> _What you need to do_
Please count the lines in the rows below that contain the string "Give", treating uppercase and lowercase as different. Reply with the number alone.

> _Records to process_
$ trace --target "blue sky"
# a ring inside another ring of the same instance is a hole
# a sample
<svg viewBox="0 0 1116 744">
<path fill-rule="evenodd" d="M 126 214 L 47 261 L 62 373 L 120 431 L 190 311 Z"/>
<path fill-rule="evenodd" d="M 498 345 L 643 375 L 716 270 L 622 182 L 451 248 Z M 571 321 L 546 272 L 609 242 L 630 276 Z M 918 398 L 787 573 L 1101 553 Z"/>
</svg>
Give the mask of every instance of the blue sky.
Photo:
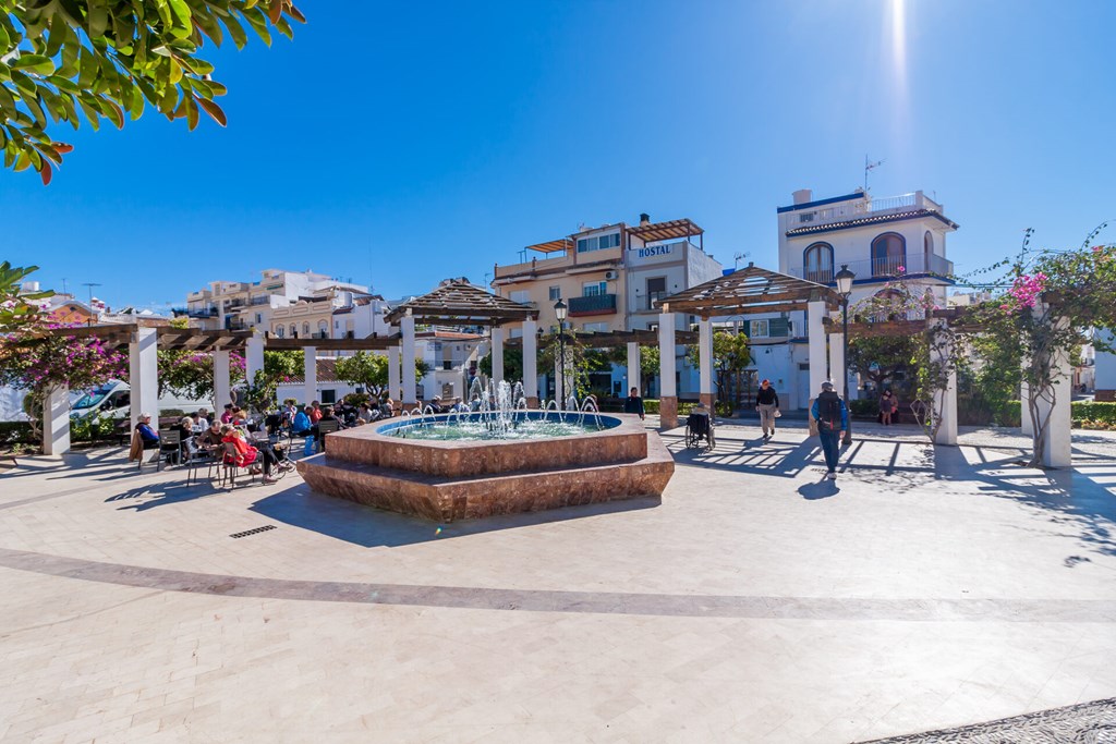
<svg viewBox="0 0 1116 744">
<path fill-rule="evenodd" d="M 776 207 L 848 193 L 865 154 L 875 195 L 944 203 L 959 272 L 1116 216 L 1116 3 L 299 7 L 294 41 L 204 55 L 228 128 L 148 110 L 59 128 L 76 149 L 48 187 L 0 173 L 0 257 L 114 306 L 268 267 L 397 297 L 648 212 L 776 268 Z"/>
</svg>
...
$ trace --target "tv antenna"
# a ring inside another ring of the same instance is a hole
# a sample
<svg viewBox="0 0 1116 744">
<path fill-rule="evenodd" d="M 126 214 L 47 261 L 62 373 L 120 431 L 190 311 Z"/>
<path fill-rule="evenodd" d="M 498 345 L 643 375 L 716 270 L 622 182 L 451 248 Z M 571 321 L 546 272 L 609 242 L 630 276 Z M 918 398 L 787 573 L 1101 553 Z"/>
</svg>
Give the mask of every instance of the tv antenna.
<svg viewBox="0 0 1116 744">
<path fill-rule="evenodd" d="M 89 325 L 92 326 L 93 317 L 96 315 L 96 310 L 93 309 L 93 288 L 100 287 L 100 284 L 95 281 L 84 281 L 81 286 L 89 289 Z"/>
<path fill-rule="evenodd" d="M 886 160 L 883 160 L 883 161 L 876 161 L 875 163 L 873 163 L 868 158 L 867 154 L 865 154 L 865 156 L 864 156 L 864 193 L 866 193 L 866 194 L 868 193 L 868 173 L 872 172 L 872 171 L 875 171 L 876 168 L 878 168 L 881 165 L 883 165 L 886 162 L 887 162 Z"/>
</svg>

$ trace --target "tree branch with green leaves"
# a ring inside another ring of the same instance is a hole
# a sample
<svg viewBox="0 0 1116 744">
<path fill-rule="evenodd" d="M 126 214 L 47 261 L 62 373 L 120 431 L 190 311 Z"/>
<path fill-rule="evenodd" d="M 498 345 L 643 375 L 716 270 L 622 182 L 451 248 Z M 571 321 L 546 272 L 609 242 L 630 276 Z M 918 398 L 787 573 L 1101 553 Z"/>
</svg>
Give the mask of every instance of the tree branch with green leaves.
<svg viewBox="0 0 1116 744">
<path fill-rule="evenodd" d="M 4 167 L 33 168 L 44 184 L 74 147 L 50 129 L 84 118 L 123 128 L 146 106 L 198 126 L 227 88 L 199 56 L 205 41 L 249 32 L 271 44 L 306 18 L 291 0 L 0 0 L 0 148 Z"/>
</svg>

> _Written answer_
3